In other words, we have the stuff but we're not going to show it to you.
But when it came to Krell's FOIA on the longer school day, it wasn't clear whether CPS ever had the material to begin with.
Not one to give up easily, Krell took advantage of a "reform" to the FOIA law, passed by the General Assembly in 2009, that authorizes the Illinois attorney general to act as a referee in disputes over information requests.
On March 29, Krell wrote a letter to the office of Attorney General Lisa Madigan, saying he finds it "difficult to believe" that CPS does not have the documents he requested. He noted that schools officials could provide no evidence to "prove" Brizard's math, "which is what we teach all kids to do."
Krell wrote that he made his request to determine whether CPS officials had "really done their homework" before making their longer-school-day pitch to parents.
You know, if I didn't know better, I'd say that Mr. Krell is just a little bit of a wise guy.
Madigan's office responded favorably. On April 5, Assistant Attorney General Sara Gadola Gallagher notified CPS that "we have determined further inquiry is warranted with regard to this matter."
Hooray for transparency!
Gallagher also requested that CPS confirm whether it had any of the records Krell requested. Even better, "If no such responsive records exist, please explain why CPS does not maintain these records."
But CPS was hardly moved by Gallagher's letter. On April 26, CPS wrote Gallagher explaining that the school district only keeps the records it has to under state education law. "The documents that Mr. Krell has requested are not mandated for retention by these standards."

——

* [Activity list]:
1. In the excerpt on Krell's records request, what date did the attorney general's office tell CPS that further inquiry was warranted?
2. Continue the excerpt about Krell's records dispute with CPS, picking up after its final sentence.

* [Provided data]:
——

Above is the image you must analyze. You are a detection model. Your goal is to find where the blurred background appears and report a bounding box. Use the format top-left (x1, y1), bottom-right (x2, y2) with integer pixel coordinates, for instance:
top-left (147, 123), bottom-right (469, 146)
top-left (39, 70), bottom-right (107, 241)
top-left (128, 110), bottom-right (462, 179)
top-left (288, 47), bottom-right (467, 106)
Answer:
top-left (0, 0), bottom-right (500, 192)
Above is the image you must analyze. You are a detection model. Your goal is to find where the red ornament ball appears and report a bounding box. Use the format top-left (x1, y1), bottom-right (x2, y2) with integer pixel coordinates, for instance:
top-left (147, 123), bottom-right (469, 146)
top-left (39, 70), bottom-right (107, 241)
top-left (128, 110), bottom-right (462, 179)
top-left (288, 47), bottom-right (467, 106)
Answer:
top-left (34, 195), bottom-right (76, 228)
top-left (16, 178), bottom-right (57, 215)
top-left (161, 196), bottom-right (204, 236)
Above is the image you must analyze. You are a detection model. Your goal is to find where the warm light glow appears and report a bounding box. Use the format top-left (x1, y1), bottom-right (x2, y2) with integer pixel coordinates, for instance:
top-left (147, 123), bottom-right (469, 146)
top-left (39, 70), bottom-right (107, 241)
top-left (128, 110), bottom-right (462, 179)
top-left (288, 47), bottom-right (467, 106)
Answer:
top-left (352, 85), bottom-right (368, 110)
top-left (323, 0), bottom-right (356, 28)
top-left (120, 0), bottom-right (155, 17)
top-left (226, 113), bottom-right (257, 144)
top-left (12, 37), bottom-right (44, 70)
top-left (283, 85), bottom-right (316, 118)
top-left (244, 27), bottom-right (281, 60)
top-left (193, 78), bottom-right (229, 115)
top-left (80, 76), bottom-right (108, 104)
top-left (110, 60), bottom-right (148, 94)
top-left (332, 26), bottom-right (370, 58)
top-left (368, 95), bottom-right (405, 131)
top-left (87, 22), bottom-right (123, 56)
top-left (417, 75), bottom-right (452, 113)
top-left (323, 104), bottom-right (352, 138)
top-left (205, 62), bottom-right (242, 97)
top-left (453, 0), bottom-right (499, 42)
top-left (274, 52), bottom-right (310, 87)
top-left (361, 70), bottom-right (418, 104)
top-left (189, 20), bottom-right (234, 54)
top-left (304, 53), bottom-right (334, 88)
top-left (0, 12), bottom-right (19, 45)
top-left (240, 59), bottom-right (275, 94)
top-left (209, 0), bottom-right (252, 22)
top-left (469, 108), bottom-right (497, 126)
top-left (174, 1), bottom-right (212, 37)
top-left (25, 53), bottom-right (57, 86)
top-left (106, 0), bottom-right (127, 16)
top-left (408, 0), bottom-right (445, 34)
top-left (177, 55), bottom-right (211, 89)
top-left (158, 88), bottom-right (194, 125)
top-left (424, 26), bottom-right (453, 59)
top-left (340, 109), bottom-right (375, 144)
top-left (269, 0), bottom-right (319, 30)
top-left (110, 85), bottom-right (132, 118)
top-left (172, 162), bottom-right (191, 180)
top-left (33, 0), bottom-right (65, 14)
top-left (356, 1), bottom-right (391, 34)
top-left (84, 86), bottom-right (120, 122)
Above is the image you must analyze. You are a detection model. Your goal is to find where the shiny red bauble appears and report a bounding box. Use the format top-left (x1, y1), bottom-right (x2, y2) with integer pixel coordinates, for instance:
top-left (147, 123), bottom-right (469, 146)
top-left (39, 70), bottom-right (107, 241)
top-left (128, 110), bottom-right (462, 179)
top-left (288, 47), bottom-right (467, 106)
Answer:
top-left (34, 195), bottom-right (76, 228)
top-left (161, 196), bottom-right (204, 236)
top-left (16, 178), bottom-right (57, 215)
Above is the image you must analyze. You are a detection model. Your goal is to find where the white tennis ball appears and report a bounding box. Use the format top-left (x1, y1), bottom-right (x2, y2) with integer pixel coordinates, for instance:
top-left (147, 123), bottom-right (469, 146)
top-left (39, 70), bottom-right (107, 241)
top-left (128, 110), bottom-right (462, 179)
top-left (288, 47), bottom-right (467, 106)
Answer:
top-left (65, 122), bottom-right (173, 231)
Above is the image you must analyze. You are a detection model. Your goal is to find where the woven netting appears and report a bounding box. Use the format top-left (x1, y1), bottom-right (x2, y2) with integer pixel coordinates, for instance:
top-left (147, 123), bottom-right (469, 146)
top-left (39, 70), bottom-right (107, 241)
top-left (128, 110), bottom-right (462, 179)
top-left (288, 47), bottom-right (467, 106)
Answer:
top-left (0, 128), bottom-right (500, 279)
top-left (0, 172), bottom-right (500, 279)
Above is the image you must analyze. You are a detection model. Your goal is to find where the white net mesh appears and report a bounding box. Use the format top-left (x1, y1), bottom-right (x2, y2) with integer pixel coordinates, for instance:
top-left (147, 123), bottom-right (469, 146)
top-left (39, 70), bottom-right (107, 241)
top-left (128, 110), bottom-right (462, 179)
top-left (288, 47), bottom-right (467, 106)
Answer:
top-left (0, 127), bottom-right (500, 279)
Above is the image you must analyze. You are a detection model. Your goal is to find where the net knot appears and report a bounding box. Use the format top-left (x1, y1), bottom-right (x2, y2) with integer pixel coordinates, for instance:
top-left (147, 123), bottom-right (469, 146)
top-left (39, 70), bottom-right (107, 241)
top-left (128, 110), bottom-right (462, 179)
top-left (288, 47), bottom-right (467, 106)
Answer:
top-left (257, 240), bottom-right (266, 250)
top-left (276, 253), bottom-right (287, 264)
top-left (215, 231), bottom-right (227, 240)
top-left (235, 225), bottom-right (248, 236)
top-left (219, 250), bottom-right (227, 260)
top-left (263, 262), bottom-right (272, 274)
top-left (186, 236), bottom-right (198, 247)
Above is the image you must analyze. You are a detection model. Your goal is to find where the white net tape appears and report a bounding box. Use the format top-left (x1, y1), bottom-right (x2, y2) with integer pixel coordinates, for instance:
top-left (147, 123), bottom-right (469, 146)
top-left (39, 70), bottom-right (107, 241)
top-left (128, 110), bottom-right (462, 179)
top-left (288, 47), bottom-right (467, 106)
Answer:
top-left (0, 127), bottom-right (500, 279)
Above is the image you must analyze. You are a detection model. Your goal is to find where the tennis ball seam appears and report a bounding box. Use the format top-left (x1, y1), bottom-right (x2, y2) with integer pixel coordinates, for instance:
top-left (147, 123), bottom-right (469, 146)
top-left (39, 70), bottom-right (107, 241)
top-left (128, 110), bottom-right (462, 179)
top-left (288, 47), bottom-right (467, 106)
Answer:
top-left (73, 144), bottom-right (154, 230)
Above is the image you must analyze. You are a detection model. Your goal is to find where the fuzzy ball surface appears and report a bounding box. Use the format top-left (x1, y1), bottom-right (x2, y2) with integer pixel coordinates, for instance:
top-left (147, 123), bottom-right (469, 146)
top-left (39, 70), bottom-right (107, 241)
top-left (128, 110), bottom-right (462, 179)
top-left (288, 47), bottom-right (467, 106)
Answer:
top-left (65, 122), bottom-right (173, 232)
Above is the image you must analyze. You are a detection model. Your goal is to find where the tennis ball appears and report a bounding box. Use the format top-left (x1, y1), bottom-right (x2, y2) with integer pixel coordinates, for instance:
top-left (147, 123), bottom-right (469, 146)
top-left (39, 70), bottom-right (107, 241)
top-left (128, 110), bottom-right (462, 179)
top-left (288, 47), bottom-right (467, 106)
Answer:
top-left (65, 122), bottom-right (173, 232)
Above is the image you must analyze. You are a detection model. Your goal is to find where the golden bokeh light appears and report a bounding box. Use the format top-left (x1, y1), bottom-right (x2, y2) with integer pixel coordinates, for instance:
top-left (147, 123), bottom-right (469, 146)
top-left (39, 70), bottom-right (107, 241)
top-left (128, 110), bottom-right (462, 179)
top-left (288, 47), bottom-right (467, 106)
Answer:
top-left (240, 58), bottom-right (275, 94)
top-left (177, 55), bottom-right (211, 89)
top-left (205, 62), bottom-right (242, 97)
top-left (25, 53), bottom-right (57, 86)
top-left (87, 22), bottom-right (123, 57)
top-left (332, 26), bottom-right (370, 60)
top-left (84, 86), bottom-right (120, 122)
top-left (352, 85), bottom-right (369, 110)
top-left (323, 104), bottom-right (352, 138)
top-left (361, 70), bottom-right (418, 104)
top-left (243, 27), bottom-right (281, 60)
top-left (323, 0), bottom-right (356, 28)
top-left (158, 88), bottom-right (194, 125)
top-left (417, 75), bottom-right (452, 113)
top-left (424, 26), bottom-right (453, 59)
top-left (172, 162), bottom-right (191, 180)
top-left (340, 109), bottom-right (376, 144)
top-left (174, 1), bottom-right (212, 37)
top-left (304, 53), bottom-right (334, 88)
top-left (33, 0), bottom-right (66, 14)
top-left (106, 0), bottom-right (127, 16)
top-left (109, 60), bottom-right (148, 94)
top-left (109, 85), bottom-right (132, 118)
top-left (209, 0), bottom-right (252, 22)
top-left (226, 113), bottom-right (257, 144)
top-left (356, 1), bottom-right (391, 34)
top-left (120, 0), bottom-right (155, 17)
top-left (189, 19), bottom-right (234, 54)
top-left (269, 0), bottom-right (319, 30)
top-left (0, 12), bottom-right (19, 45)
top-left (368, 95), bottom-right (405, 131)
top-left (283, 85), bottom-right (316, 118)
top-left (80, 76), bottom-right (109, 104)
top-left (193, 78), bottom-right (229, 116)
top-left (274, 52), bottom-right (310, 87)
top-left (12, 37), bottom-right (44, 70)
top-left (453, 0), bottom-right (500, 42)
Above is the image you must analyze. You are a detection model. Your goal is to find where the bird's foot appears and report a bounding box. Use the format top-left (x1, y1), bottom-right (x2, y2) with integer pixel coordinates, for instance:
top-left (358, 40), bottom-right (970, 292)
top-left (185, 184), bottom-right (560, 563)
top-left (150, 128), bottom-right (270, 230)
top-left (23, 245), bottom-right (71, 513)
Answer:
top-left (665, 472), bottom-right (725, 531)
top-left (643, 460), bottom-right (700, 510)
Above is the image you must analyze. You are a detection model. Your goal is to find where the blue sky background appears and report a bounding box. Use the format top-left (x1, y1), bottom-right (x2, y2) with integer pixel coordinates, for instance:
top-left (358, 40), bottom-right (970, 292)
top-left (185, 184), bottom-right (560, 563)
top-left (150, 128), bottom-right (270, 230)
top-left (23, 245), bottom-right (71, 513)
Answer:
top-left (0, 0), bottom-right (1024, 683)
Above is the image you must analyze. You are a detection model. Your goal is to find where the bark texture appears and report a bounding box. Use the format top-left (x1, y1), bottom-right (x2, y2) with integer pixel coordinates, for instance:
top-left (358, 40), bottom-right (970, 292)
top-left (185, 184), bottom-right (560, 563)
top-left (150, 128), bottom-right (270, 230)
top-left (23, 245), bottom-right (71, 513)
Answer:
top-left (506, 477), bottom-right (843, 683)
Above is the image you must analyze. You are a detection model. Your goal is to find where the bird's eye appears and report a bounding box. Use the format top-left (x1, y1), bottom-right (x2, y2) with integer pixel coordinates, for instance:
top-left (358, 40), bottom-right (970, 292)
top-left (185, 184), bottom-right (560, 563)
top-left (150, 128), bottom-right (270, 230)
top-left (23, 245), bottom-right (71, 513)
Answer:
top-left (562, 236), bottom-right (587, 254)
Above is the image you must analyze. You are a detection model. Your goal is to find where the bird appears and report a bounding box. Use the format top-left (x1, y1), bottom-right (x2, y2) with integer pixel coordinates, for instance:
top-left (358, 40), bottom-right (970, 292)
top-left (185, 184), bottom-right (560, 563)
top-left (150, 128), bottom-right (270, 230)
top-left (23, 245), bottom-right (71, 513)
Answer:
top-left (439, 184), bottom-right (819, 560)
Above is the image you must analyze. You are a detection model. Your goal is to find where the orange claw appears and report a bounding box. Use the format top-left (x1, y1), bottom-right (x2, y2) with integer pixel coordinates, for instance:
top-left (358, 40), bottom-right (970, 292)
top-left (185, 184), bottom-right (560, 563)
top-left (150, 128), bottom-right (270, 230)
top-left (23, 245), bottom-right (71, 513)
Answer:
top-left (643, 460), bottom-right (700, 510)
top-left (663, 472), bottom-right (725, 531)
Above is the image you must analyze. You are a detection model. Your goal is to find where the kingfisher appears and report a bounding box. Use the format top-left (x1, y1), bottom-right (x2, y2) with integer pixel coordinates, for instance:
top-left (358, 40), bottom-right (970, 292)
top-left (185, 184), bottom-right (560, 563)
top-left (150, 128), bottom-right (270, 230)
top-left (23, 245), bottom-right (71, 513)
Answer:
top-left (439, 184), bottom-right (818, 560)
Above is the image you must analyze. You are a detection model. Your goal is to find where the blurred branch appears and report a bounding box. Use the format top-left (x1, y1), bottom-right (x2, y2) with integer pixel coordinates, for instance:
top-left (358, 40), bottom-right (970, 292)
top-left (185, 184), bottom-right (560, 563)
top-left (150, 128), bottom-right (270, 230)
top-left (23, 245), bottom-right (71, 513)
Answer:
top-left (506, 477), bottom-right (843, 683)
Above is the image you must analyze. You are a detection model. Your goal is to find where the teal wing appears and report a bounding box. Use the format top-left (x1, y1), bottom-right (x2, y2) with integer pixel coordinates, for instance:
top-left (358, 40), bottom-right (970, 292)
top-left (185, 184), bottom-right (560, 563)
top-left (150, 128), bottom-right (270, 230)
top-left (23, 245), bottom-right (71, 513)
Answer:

——

* [Answers below]:
1. April 5

2.
In other words, that wise guy with his wisecracks can stick his FOIA request where the sun don't shine.
CPS didn't mention which section of the school code protects it from having to maintain documents governing decisions that shape the lives of thousands of parents, teachers, and students.
In any event, Krell wasn't about to roll over. On May 15, he wrote Gallagher urging her to press on with the case and pointing out that CPS's "assertion that all notes were immediately discarded so that no documents exist can only be what Mark Twain called a 'real stretcher.'"
Gallagher responded on July 15, telling Krell that "this matter remains in a queue awaiting determination."
And that, folks, is pretty much where the matter stands—almost one long year after it started. A spokeswoman for the attorney general's office tells me it takes a long time to issue a FOIA opinion because staff attorneys want to make sure it will stand up in court.
Hey, no one said the wheels of justice move quickly, especially when it comes to FOIA requests.
Just to let everyone know that he's still on the case, Krell recently sent an e-mail to Gallagher at the AG's office, suggesting that she make CPS specify which section of the school code permits them to throw out important documents.
Actually, now that I think about it, CPS officials haven't definitively said they threw the stuff out—only that they're not required to keep it around.
For all we know, they never had any documents in the first place and Brizard really was just making the stuff up as he went along. Or maybe they produced tons of reports—filled with smoking guns that say what the mayor knew and when he knew it. Maybe those reports are now sitting on Mayor Emanuel's bed stand—you know, so he can read them every night before falling asleep.
Well, it's a possibility. CPS hasn't responded to my request for comment.
In retrospect, Duncan's 2009 response to Krell was more reassuring. Duncan didn't turn over the records—but at least he let us know they existed.
Who knew it would be so difficult getting information from an administration that boasts of being "the most transparent government Chicago has ever seen"?